Instructions to follow: Omit every picture, then give all the entries again exactly.

Records:
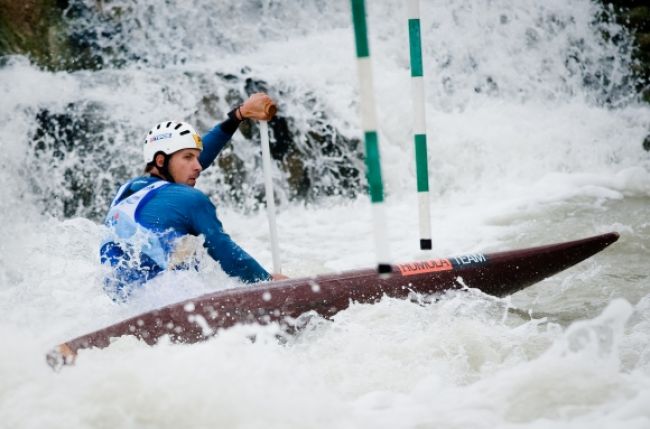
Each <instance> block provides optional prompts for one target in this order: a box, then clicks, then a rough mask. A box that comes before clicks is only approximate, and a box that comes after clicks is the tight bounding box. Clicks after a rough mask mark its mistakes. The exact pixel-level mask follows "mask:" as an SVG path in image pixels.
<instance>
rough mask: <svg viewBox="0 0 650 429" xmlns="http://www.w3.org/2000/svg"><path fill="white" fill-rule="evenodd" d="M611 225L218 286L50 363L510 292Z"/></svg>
mask: <svg viewBox="0 0 650 429" xmlns="http://www.w3.org/2000/svg"><path fill="white" fill-rule="evenodd" d="M618 238H619V235H618V233H615V232H611V233H607V234H602V235H597V236H593V237H589V238H585V239H582V240H575V241H568V242H563V243H557V244H550V245H546V246H539V247H532V248H527V249H519V250H512V251H506V252H498V253H490V254H483V253H478V254H469V255H462V256H456V257H450V258H442V259H433V260H429V261H418V262H410V263H404V264H398V265H394V266H392V267H391V270H392V271H391V273H389V274H381V275H379V274H377V271H376V270H374V269H365V270H355V271H346V272H342V273H338V274H328V275H323V276H317V277H308V278H300V279H289V280H283V281H275V282H270V283H262V284H258V285H254V286H249V287H241V288H235V289H229V290H223V291H218V292H214V293H210V294H206V295H202V296H199V297H196V298H192V299H188V300H185V301H182V302H179V303H176V304H172V305H168V306H166V307H163V308H160V309H156V310H152V311H149V312H147V313H144V314H141V315H138V316H136V317H132V318H130V319H127V320H124V321H122V322H119V323H116V324H114V325H111V326H108V327H106V328H104V329H101V330H98V331H95V332H92V333H89V334H86V335H83V336H81V337H78V338H75V339H73V340H70V341H68V342H65V343H62V344H60V345H58V346H57V347H55V349H53V350H52V351H51V352H50V353H48V355H47V362H48V364H49V365H50V366H52V367H53V368H60V367H61V366H62V365H66V364H72V363H73V362H74V360H75V358H76V355H77V352H78V350H80V349H85V348H89V347H100V348H103V347H107V346H108V345H109V344H110V339H111V338H116V337H121V336H125V335H133V336H135V337H137V338H139V339H142V340H144V341H145V342H147V343H148V344H155V343H156V342H157V341H158V339H159V338H161V337H162V336H165V335H167V336H169V337H170V338H171V339H172V341H175V342H183V343H194V342H197V341H201V340H204V339H206V338H209V337H211V336H213V335H214V334H215V333H216V332H217V331H218V330H219V329H225V328H229V327H231V326H233V325H235V324H238V323H260V324H266V323H270V322H274V321H280V322H282V321H283V320H286V319H287V318H297V317H298V316H300V315H301V314H304V313H306V312H308V311H315V312H317V313H318V314H321V315H323V316H325V317H328V316H331V315H333V314H336V313H338V312H339V311H341V310H344V309H346V308H347V307H348V306H349V305H350V303H351V302H352V301H356V302H361V303H372V302H376V301H378V300H380V299H381V298H382V297H383V296H389V297H394V298H405V297H407V296H408V295H409V294H410V293H413V292H415V293H421V294H432V293H438V292H442V291H445V290H448V289H458V288H463V287H470V288H477V289H480V290H481V291H483V292H485V293H487V294H490V295H494V296H498V297H502V296H506V295H510V294H513V293H515V292H517V291H519V290H521V289H524V288H526V287H528V286H530V285H532V284H534V283H537V282H539V281H541V280H543V279H545V278H547V277H550V276H552V275H553V274H556V273H558V272H560V271H563V270H565V269H566V268H569V267H571V266H573V265H575V264H577V263H579V262H581V261H583V260H585V259H587V258H589V257H590V256H592V255H594V254H596V253H598V252H600V251H601V250H603V249H604V248H606V247H607V246H609V245H610V244H612V243H614V242H615V241H616V240H618Z"/></svg>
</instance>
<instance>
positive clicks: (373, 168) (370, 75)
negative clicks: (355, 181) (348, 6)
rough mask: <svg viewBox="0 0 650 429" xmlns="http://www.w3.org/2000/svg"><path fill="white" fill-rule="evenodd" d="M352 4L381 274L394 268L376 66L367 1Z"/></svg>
mask: <svg viewBox="0 0 650 429" xmlns="http://www.w3.org/2000/svg"><path fill="white" fill-rule="evenodd" d="M351 4H352V22H353V24H354V41H355V45H356V52H357V72H358V75H359V85H360V90H359V92H360V95H361V127H362V128H363V132H364V141H365V151H366V153H365V155H366V156H365V158H366V177H367V179H368V186H369V187H370V201H371V202H372V214H373V216H372V219H373V224H374V225H373V226H374V236H375V250H376V255H377V271H378V272H379V273H380V274H381V273H388V272H390V270H391V268H390V252H389V249H388V235H387V232H386V213H385V209H384V204H383V203H384V185H383V183H382V180H381V162H380V159H379V137H378V136H377V114H376V112H375V97H374V95H373V82H372V64H371V63H370V49H369V47H368V32H367V26H366V7H365V4H364V0H351Z"/></svg>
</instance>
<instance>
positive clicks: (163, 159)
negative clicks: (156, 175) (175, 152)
mask: <svg viewBox="0 0 650 429" xmlns="http://www.w3.org/2000/svg"><path fill="white" fill-rule="evenodd" d="M154 163H155V164H156V167H158V168H162V167H163V165H165V155H163V154H162V153H157V154H156V156H155V157H154Z"/></svg>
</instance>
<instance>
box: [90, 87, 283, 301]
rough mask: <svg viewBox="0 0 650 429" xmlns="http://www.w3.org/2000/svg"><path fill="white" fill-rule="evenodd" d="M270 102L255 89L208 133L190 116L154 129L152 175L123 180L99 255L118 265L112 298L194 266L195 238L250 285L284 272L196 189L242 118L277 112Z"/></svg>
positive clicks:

Result for this exercise:
Each <instance> block provides optional prompts for one target in this order: a box, then clicks, then a rough mask. A box that comes before clicks is only approximate, and a box that comes after clicks is the tight bounding box. Clicks after a rough mask mark its mistakes. The exact pixel-level mask follows "mask:" as an SVG path in image pixels.
<instance>
rough mask: <svg viewBox="0 0 650 429" xmlns="http://www.w3.org/2000/svg"><path fill="white" fill-rule="evenodd" d="M611 225L218 286L50 363L510 292Z"/></svg>
mask: <svg viewBox="0 0 650 429" xmlns="http://www.w3.org/2000/svg"><path fill="white" fill-rule="evenodd" d="M618 238H619V235H618V233H615V232H611V233H607V234H602V235H597V236H593V237H589V238H585V239H582V240H575V241H568V242H563V243H557V244H550V245H546V246H539V247H532V248H527V249H519V250H512V251H506V252H498V253H490V254H483V253H478V254H469V255H462V256H456V257H450V258H442V259H433V260H429V261H418V262H410V263H404V264H398V265H394V266H392V267H391V270H392V271H391V273H389V274H381V275H379V274H377V271H376V270H374V269H365V270H355V271H346V272H342V273H338V274H328V275H323V276H317V277H308V278H300V279H289V280H283V281H275V282H270V283H262V284H258V285H254V286H249V287H241V288H235V289H229V290H223V291H218V292H214V293H210V294H206V295H202V296H199V297H196V298H192V299H188V300H185V301H182V302H179V303H176V304H172V305H168V306H166V307H163V308H160V309H156V310H152V311H149V312H147V313H144V314H141V315H138V316H136V317H132V318H130V319H127V320H124V321H122V322H119V323H116V324H114V325H111V326H108V327H106V328H104V329H101V330H98V331H95V332H92V333H89V334H86V335H83V336H81V337H78V338H75V339H73V340H70V341H68V342H65V343H62V344H60V345H58V346H57V347H55V349H53V350H52V351H51V352H50V353H48V355H47V362H48V364H49V365H50V366H52V367H53V368H60V367H61V366H62V365H66V364H72V363H73V362H74V360H75V358H76V355H77V352H78V350H80V349H85V348H89V347H100V348H103V347H107V346H108V345H109V344H110V339H111V338H116V337H121V336H125V335H133V336H135V337H137V338H139V339H142V340H144V341H145V342H147V343H148V344H155V343H156V342H157V341H158V339H159V338H161V337H162V336H165V335H167V336H169V337H170V338H171V339H172V341H175V342H183V343H194V342H197V341H201V340H204V339H206V338H209V337H211V336H213V335H214V334H215V333H216V332H217V331H218V330H219V329H225V328H229V327H231V326H233V325H235V324H238V323H260V324H266V323H270V322H274V321H280V322H282V321H283V320H286V319H287V318H297V317H298V316H300V315H301V314H304V313H306V312H308V311H315V312H317V313H318V314H321V315H323V316H325V317H328V316H331V315H333V314H336V313H338V312H339V311H341V310H344V309H346V308H347V307H348V306H349V305H350V303H351V302H352V301H356V302H361V303H372V302H376V301H378V300H380V299H381V298H382V297H383V296H389V297H394V298H405V297H407V296H408V295H409V294H410V293H413V292H415V293H421V294H432V293H438V292H442V291H445V290H448V289H458V288H463V287H470V288H477V289H480V290H481V291H483V292H485V293H487V294H490V295H494V296H498V297H502V296H506V295H510V294H513V293H515V292H517V291H519V290H521V289H524V288H526V287H528V286H530V285H532V284H534V283H537V282H539V281H541V280H543V279H545V278H547V277H550V276H552V275H553V274H556V273H558V272H560V271H563V270H565V269H566V268H569V267H571V266H573V265H575V264H577V263H579V262H581V261H583V260H585V259H587V258H589V257H590V256H592V255H594V254H596V253H598V252H600V251H601V250H603V249H604V248H606V247H607V246H609V245H610V244H612V243H614V242H615V241H616V240H618Z"/></svg>
</instance>
<instance>
positive clicks: (373, 168) (370, 75)
negative clicks: (355, 181) (348, 6)
rough mask: <svg viewBox="0 0 650 429" xmlns="http://www.w3.org/2000/svg"><path fill="white" fill-rule="evenodd" d="M352 4L381 274L394 268L376 66L367 1Z"/></svg>
mask: <svg viewBox="0 0 650 429" xmlns="http://www.w3.org/2000/svg"><path fill="white" fill-rule="evenodd" d="M351 4H352V22H353V24H354V41H355V45H356V52H357V72H358V75H359V85H360V90H359V92H360V95H361V127H362V128H363V132H364V141H365V151H366V153H365V155H366V156H365V158H366V177H367V179H368V186H369V187H370V201H371V202H372V214H373V216H372V219H373V224H374V225H373V226H374V236H375V250H376V255H377V271H378V272H379V273H380V274H381V273H388V272H390V270H391V268H390V252H389V249H388V235H387V232H386V213H385V209H384V204H383V203H384V185H383V183H382V180H381V162H380V159H379V137H378V136H377V114H376V112H375V97H374V95H373V82H372V64H371V63H370V49H369V47H368V32H367V26H366V7H365V4H364V0H351Z"/></svg>
</instance>
<instance>
positive clicks: (163, 159)
negative clicks: (156, 175) (175, 152)
mask: <svg viewBox="0 0 650 429" xmlns="http://www.w3.org/2000/svg"><path fill="white" fill-rule="evenodd" d="M154 163H155V164H156V167H158V168H162V167H163V165H165V155H163V154H162V153H157V154H156V156H155V157H154Z"/></svg>
</instance>
<instance>
box: [90, 87, 283, 301]
rough mask: <svg viewBox="0 0 650 429" xmlns="http://www.w3.org/2000/svg"><path fill="white" fill-rule="evenodd" d="M270 102L255 89L208 133L190 116L154 129L152 175L123 180L99 255L118 265L112 298L194 266L195 238L250 285L284 272L196 189L242 118L277 112Z"/></svg>
positive clicks:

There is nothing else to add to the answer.